Entradas sin procesar -

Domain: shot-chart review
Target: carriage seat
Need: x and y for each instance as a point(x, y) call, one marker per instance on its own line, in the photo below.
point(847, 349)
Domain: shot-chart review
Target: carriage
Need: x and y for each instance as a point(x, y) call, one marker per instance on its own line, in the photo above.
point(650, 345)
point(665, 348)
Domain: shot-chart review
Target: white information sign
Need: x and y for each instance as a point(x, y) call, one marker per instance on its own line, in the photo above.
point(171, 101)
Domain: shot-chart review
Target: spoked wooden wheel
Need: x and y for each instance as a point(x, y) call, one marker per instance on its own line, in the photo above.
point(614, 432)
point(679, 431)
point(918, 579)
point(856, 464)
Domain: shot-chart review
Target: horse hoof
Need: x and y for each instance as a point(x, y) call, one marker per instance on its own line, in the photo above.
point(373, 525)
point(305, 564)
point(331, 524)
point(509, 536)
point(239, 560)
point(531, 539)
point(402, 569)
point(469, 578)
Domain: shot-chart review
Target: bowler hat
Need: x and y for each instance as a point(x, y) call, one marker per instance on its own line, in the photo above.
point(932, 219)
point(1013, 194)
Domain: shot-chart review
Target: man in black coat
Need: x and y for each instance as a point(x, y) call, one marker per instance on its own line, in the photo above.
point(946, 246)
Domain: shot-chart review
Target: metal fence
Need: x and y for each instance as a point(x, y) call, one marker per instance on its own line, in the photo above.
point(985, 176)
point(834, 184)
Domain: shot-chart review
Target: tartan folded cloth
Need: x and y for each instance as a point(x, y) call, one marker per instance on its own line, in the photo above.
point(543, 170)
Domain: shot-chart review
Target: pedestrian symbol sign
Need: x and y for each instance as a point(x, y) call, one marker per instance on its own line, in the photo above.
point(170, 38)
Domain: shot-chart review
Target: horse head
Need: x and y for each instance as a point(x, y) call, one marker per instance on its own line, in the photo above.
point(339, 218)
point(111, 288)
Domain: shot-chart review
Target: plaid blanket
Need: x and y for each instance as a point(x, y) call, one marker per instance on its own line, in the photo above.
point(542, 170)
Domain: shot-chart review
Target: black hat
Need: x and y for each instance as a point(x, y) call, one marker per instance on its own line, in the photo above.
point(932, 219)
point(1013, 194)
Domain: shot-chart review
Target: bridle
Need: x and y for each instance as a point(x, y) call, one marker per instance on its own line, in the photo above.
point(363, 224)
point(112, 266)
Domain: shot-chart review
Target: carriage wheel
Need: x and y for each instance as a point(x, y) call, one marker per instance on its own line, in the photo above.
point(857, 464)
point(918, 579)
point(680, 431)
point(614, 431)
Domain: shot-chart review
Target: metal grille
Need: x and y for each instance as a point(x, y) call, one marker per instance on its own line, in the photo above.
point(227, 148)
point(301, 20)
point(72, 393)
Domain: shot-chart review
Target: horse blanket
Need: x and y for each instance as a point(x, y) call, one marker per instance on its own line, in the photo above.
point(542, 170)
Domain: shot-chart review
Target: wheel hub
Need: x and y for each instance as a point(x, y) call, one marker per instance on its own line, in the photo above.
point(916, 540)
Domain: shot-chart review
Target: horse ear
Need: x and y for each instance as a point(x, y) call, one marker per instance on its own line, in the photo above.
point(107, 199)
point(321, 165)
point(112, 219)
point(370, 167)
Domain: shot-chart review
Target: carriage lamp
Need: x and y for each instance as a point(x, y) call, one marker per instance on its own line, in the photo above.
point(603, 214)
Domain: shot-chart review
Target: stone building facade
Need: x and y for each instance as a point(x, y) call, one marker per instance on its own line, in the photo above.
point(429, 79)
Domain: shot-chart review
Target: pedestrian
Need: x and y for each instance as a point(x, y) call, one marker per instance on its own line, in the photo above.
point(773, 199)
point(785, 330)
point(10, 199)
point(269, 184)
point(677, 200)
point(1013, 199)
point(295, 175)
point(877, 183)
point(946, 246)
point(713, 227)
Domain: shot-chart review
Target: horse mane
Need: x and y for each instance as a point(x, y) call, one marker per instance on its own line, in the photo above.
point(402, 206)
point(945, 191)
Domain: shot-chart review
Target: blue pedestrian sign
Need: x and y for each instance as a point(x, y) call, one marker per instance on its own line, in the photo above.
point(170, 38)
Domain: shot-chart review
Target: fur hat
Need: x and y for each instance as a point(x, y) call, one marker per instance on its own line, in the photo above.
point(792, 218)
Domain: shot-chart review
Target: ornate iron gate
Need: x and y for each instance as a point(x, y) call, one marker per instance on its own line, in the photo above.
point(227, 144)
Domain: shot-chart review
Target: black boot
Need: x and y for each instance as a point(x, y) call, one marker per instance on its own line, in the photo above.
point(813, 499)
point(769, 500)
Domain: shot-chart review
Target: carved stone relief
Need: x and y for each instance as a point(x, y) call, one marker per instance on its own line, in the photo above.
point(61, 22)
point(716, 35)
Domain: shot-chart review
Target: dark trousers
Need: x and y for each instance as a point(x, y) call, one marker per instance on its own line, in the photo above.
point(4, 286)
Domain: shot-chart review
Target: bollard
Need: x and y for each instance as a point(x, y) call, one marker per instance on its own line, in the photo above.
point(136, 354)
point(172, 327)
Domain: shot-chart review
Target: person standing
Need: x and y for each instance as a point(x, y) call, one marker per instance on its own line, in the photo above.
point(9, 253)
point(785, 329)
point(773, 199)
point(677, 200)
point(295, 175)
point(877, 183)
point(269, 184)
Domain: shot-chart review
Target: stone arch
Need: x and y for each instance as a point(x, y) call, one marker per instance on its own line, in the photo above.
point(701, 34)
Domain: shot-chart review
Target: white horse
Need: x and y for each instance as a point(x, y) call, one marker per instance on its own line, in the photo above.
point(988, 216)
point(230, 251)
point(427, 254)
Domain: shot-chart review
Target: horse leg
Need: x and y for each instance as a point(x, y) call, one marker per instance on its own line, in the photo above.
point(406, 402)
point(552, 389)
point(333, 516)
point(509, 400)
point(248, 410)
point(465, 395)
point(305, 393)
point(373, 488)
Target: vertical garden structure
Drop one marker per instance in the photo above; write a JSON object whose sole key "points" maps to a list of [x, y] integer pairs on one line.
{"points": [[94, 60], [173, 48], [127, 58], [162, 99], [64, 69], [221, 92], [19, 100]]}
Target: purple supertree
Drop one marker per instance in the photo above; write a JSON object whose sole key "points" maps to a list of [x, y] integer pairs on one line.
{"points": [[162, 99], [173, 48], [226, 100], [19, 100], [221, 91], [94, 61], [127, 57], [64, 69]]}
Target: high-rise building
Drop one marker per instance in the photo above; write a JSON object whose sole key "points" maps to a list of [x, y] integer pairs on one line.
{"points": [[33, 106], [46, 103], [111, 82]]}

Instrucciones -
¿Puedes convertir todas las líneas de las entradas anteriores en una tabla Markdown con las columnas «Fila» y «Línea», que numere cada línea y omita las que estén en blanco?

Respuesta -
| Fila | Línea |
|---|---|
| 1 | Domain: shot-chart review |
| 2 | Target: carriage seat |
| 3 | Need: x and y for each instance as a point(x, y) call, one marker per instance on its own line, in the photo below. |
| 4 | point(847, 349) |
| 5 | Domain: shot-chart review |
| 6 | Target: carriage |
| 7 | Need: x and y for each instance as a point(x, y) call, one marker per instance on its own line, in the photo above. |
| 8 | point(650, 345) |
| 9 | point(665, 348) |
| 10 | Domain: shot-chart review |
| 11 | Target: white information sign |
| 12 | Need: x and y for each instance as a point(x, y) call, one marker per instance on its own line, in the photo above. |
| 13 | point(171, 101) |
| 14 | Domain: shot-chart review |
| 15 | Target: spoked wooden wheel |
| 16 | Need: x and y for each instance as a point(x, y) call, one marker per instance on its own line, in the photo above. |
| 17 | point(614, 432) |
| 18 | point(679, 431) |
| 19 | point(918, 579) |
| 20 | point(856, 464) |
| 21 | Domain: shot-chart review |
| 22 | Target: horse hoof |
| 23 | Need: x and y for each instance as a point(x, y) call, one marker per instance on its own line, in the photo above. |
| 24 | point(373, 525) |
| 25 | point(305, 564) |
| 26 | point(331, 524) |
| 27 | point(509, 536) |
| 28 | point(239, 560) |
| 29 | point(531, 539) |
| 30 | point(402, 569) |
| 31 | point(469, 578) |
| 32 | Domain: shot-chart review |
| 33 | Target: bowler hat |
| 34 | Need: x and y for each instance as a point(x, y) call, one marker per instance on its own line, in the photo above. |
| 35 | point(932, 219) |
| 36 | point(1013, 194) |
| 37 | Domain: shot-chart review |
| 38 | Target: man in black coat |
| 39 | Need: x and y for each instance as a point(x, y) call, one marker per instance on its own line, in the photo above. |
| 40 | point(946, 246) |
| 41 | Domain: shot-chart review |
| 42 | Target: metal fence |
| 43 | Need: x and y for each instance as a point(x, y) call, one marker per instance on its own line, in the photo above. |
| 44 | point(985, 176) |
| 45 | point(834, 184) |
| 46 | Domain: shot-chart review |
| 47 | Target: tartan folded cloth |
| 48 | Need: x and y for each instance as a point(x, y) call, one marker per instance on its own line, in the photo above. |
| 49 | point(543, 170) |
| 50 | Domain: shot-chart review |
| 51 | Target: pedestrian symbol sign |
| 52 | Need: x and y for each instance as a point(x, y) call, one marker per instance on its own line, in the photo above. |
| 53 | point(170, 38) |
| 54 | Domain: shot-chart review |
| 55 | Target: horse head |
| 56 | Need: x and y for each instance as a point(x, y) call, one marker per instance on its own line, in the photo above. |
| 57 | point(339, 218) |
| 58 | point(111, 288) |
| 59 | Domain: shot-chart review |
| 60 | Target: plaid blanket |
| 61 | Need: x and y for each instance as a point(x, y) call, one marker per instance on its own line, in the photo above. |
| 62 | point(542, 170) |
| 63 | Domain: shot-chart review |
| 64 | Target: black hat |
| 65 | Need: x and y for each instance as a point(x, y) call, one marker per instance on its own line, in the photo above. |
| 66 | point(932, 219) |
| 67 | point(1013, 194) |
| 68 | Domain: shot-chart review |
| 69 | Target: bridle |
| 70 | Need: x and y for each instance as a point(x, y) call, one marker per instance on its own line, in the photo above. |
| 71 | point(363, 224) |
| 72 | point(112, 266) |
| 73 | Domain: shot-chart review |
| 74 | Target: carriage wheel |
| 75 | Need: x and y for each instance as a point(x, y) call, one marker per instance on its own line, in the photo above. |
| 76 | point(857, 464) |
| 77 | point(918, 579) |
| 78 | point(680, 431) |
| 79 | point(614, 431) |
| 80 | Domain: shot-chart review |
| 81 | Target: metal grille |
| 82 | Need: x and y for each instance as a point(x, y) call, one marker per instance on its own line, in the photo above. |
| 83 | point(227, 148) |
| 84 | point(301, 20) |
| 85 | point(72, 393) |
| 86 | Domain: shot-chart review |
| 87 | Target: horse blanket |
| 88 | Need: x and y for each instance as a point(x, y) call, one marker per instance on its own line, in the photo above. |
| 89 | point(542, 170) |
| 90 | Domain: shot-chart review |
| 91 | Target: wheel hub |
| 92 | Need: x and y for each instance as a point(x, y) call, one marker per instance on its own line, in the photo above. |
| 93 | point(916, 540) |
| 94 | Domain: shot-chart review |
| 95 | Target: horse ear |
| 96 | Need: x and y for each instance as a point(x, y) call, one marker per instance on its own line, in the photo above. |
| 97 | point(107, 199) |
| 98 | point(321, 165) |
| 99 | point(112, 219) |
| 100 | point(370, 167) |
| 101 | Domain: shot-chart review |
| 102 | Target: carriage lamp |
| 103 | Need: x and y for each instance as a point(x, y) call, one marker per instance on its own line, in the photo above. |
| 104 | point(603, 214) |
| 105 | Domain: shot-chart review |
| 106 | Target: stone building facade |
| 107 | Need: x and y for each instance as a point(x, y) call, one marker per instance on its own line, in the photo above. |
| 108 | point(429, 79) |
| 109 | Domain: shot-chart review |
| 110 | Target: pedestrian |
| 111 | Need: x and y for each instance as a point(x, y) call, one marker per instance on its own line, in the photo above. |
| 112 | point(773, 199) |
| 113 | point(785, 330) |
| 114 | point(10, 199) |
| 115 | point(269, 184) |
| 116 | point(677, 200) |
| 117 | point(1013, 199) |
| 118 | point(295, 175) |
| 119 | point(877, 183) |
| 120 | point(946, 246) |
| 121 | point(713, 227) |
| 122 | Domain: shot-chart review |
| 123 | Target: horse mane |
| 124 | Need: x and y for each instance as a point(x, y) call, one marker per instance on its own line, in the photo above. |
| 125 | point(402, 206) |
| 126 | point(945, 191) |
| 127 | Domain: shot-chart review |
| 128 | Target: blue pedestrian sign |
| 129 | Need: x and y for each instance as a point(x, y) call, one marker per instance on its own line, in the photo above. |
| 130 | point(170, 38) |
| 131 | Domain: shot-chart review |
| 132 | Target: fur hat |
| 133 | Need: x and y for each instance as a point(x, y) call, one marker per instance on its own line, in the photo above. |
| 134 | point(792, 218) |
| 135 | Domain: shot-chart review |
| 136 | Target: ornate iron gate |
| 137 | Need: x and y for each instance as a point(x, y) call, one marker per instance on its own line, in the photo above. |
| 138 | point(227, 144) |
| 139 | Domain: shot-chart review |
| 140 | Target: black boot |
| 141 | Need: x and y for each instance as a point(x, y) call, one marker per instance on its own line, in the photo above. |
| 142 | point(813, 499) |
| 143 | point(769, 500) |
| 144 | Domain: shot-chart review |
| 145 | Target: carved stone relief |
| 146 | Need: x and y for each instance as a point(x, y) call, one marker per instance on its own line, in the photo above. |
| 147 | point(61, 22) |
| 148 | point(716, 35) |
| 149 | Domain: shot-chart review |
| 150 | Target: dark trousers |
| 151 | Need: x and y for each instance as a point(x, y) call, one marker per instance on its own line, in the photo above. |
| 152 | point(4, 286) |
| 153 | Domain: shot-chart review |
| 154 | Target: bollard |
| 155 | Need: x and y for each instance as a point(x, y) call, one marker per instance on its own line, in the photo above. |
| 156 | point(136, 354) |
| 157 | point(172, 327) |
| 158 | Domain: shot-chart review |
| 159 | Target: person standing |
| 160 | Need: x and y for each instance as a point(x, y) call, one marker per instance on its own line, in the photo above. |
| 161 | point(9, 253) |
| 162 | point(785, 329) |
| 163 | point(773, 199) |
| 164 | point(677, 200) |
| 165 | point(295, 175) |
| 166 | point(877, 183) |
| 167 | point(269, 184) |
| 168 | Domain: shot-chart review |
| 169 | Target: stone arch |
| 170 | Need: x and y for each instance as a point(x, y) call, one marker per instance on its own line, in the photo above. |
| 171 | point(701, 34) |
| 172 | Domain: shot-chart review |
| 173 | Target: white horse |
| 174 | Need: x and y for each instance as a point(x, y) call, one marker per instance on its own line, in the photo above. |
| 175 | point(988, 216) |
| 176 | point(230, 251) |
| 177 | point(427, 254) |
| 178 | Domain: shot-chart review |
| 179 | Target: horse leg |
| 180 | Need: x and y for each instance as a point(x, y) call, one marker per instance on its own line, in the photo above. |
| 181 | point(406, 402) |
| 182 | point(552, 389) |
| 183 | point(333, 516) |
| 184 | point(509, 400) |
| 185 | point(248, 410) |
| 186 | point(465, 395) |
| 187 | point(305, 393) |
| 188 | point(373, 488) |
| 189 | Target: vertical garden structure |
| 190 | Drop one marker per instance in the photo above; write a JSON object whose sole key "points" maps to a list of [x, y] integer pairs on one line. |
| 191 | {"points": [[94, 60], [173, 48], [127, 58], [162, 99], [64, 69], [221, 92], [19, 100]]} |
| 192 | Target: purple supertree |
| 193 | Drop one marker per instance in the photo above; write a JSON object whose sole key "points" maps to a list of [x, y] integer pairs on one line. |
| 194 | {"points": [[162, 99], [173, 48], [226, 100], [19, 100], [221, 91], [94, 61], [127, 57], [64, 69]]} |
| 195 | Target: high-rise building |
| 196 | Drop one marker per instance in the photo above; write a JSON object whose sole key "points" maps to a list of [x, y] integer pairs on one line. |
| 197 | {"points": [[33, 106], [46, 103], [111, 82]]} |